Problem to work on:
In the listing below, print exactly the lines between the line holding "The client would like the green lanyard" and the line holding "The client would like the white trim", inclusive, and no more.

(Exercise materials)

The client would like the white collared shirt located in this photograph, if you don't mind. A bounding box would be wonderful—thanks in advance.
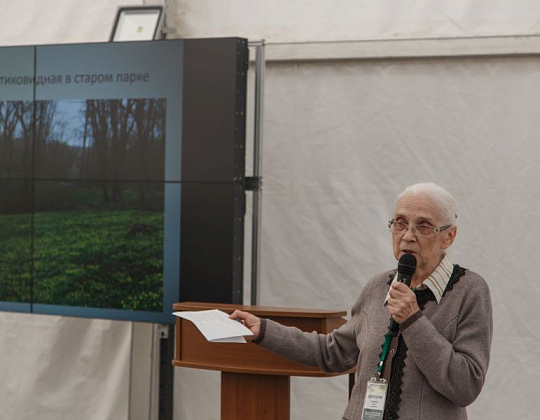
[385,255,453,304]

(End Exercise materials)
(Exercise materials)

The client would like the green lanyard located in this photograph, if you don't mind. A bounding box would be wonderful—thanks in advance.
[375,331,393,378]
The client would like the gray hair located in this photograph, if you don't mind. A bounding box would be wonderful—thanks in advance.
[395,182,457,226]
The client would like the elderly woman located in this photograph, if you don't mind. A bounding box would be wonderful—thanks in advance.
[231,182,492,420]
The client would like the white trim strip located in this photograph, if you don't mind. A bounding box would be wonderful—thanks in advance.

(End Exercise materials)
(Exercise materials)

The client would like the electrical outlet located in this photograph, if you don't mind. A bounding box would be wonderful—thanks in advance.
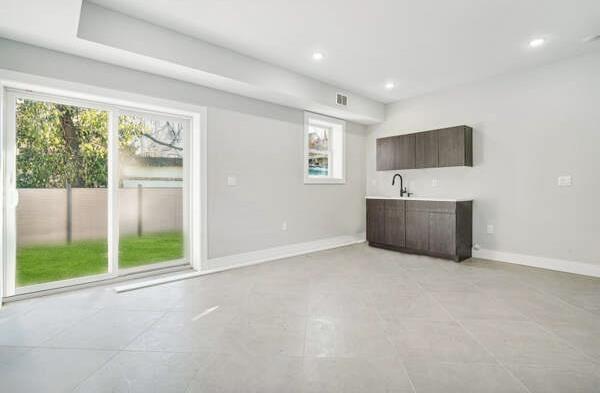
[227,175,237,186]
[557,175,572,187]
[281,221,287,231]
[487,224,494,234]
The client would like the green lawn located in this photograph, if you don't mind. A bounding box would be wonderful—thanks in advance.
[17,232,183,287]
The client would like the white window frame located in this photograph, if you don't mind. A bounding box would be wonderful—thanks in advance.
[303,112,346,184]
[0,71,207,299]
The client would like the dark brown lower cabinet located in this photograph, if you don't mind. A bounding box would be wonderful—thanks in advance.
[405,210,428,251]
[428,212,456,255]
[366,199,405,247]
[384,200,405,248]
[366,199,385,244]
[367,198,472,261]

(End Exercise materials)

Exercise output:
The client would like the green lanyard located in this photograph, if you don't mind. A bounding box would be wonderful—thanks in advance.
[375,331,393,378]
The client would like the gray hair located in this photograph, if you don't mind. A bounding box would be wonderful—thanks in advance.
[395,182,457,226]
The client would like the elderly woman located in this photograph, if you don't mind. A bounding box would be wonderful—thanks in advance.
[231,182,492,420]
The client would like the white trim strip located in this photograph, if you don't mind. A bounding box would be wonderful—thanks in advance.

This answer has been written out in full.